### [WHAT YOU NEED TO DO]
1. According to the article on China's shrinking workforce, how many Chinese people were employed in 2022?
2. Write the next part of the article on China's shrinking workforce, picking up after its last sentence.

### [PASSAGE FOR REVIEW]
⟨
China Loses Workforce Almost Size of Germany’s in Three Years
China’s number of working people has fallen by more than 41 million in the past three years, reflecting both the coronavirus pandemic’s toll on the economy and a decline in the working age population.
Some 733.5 million Chinese people were employed in 2022, according to the country’s statistics bureau. That’s down from 774.7 million in 2019. The decline in employment over that period is almost equal to Germany’s entire workforce, which was about 44 million in 2021, according to the World Bank.
The data stems from a rapid rise in the number of people retiring, likely raising pressure on Beijing to accelerate unpopular plans to raise official retirement ages The drop reflects factors such as higher youth unemployment due to the pandemic as well as a shrinking number of people in the “classic age group of the working-age population,” said Stuart Gietel-Basten, a demographer at the Hong Kong University of Science and Technology.
The number of people in China aged between 16 and 59 has been gradually declining since 2012. Over the past three years, the number in that group dropped 38 million to 857.6 million — a much more rapid fall than in previous years.
Demographic change was the “driving factor” in 2022’s employment drop, said Lu Feng, a labour economist at Peking University, as the population reaching the age of 60, a common retirement age in China, “increased dramatically.”
China’s economic growth is expected to accelerate this year due to the end of coronavirus restrictions and a sharp drop in infections.
⟩
### [DATA SUPPLIED]
⟨
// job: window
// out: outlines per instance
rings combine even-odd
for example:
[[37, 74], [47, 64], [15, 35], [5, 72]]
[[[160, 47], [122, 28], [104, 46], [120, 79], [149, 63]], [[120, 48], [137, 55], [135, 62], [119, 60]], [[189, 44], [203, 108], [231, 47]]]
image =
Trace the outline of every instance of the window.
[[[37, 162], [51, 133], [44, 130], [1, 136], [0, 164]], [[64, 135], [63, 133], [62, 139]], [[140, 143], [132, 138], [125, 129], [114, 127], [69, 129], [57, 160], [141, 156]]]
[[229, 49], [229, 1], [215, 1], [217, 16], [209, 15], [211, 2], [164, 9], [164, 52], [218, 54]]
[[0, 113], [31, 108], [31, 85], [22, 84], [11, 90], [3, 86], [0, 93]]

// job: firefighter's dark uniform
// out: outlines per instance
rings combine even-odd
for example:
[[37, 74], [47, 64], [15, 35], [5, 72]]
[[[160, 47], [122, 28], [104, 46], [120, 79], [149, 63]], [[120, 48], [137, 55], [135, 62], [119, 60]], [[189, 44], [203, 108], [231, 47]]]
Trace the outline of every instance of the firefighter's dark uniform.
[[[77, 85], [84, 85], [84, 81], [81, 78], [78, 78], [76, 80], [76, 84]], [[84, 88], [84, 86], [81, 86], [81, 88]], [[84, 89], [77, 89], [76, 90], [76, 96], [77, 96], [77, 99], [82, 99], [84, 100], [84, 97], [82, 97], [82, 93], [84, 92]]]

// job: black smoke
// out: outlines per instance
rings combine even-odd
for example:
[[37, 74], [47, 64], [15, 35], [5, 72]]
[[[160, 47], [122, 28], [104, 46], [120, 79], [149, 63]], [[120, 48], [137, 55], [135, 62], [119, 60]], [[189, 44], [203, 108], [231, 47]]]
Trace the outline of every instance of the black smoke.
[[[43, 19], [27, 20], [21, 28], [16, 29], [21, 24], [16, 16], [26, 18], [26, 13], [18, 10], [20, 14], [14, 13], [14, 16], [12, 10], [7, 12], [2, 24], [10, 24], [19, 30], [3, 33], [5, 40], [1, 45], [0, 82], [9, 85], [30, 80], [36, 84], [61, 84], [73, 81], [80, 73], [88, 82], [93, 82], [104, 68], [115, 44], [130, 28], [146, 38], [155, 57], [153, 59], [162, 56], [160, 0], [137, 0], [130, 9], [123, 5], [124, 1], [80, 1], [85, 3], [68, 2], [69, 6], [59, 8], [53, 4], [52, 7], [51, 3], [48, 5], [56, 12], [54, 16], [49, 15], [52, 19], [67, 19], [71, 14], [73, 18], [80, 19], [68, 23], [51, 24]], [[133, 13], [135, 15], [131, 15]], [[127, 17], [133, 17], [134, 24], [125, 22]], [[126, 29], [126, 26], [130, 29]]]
⟩
### [RESULTS FOR EACH TASK]
1. Some 733.5 million.

2.
As a result, the number of employed people in China “could rise this year as people return to the workforce,” said Larry Hu, China economist at Macquarie Securities Ltd., adding that “it will remain on the structural downtrend due to the aging population.”
China’s retirement age has remained unchanged for more than four decades at 60 for men and 55 for female white-collar workers, even as life-expectancy has risen. China experienced a baby-boom during the 1960s, meaning a large cohort of workers will fall out of the 16-59 age group over the course of this decade.
The country’s ruling Communist Party has listed retirement age reform among its key economic tasks for the year. More detail on reform plans may be provided this month, when the annual government work report is presented at the National People’s Congress — an annual meeting of China’s rubber-stamp parliament.
The strength of public opposition to any changes was highlighted last month, when a research report from Citic Securities forecasting a rise in the retirement age for women starting in 2025 sparked widespread criticism online.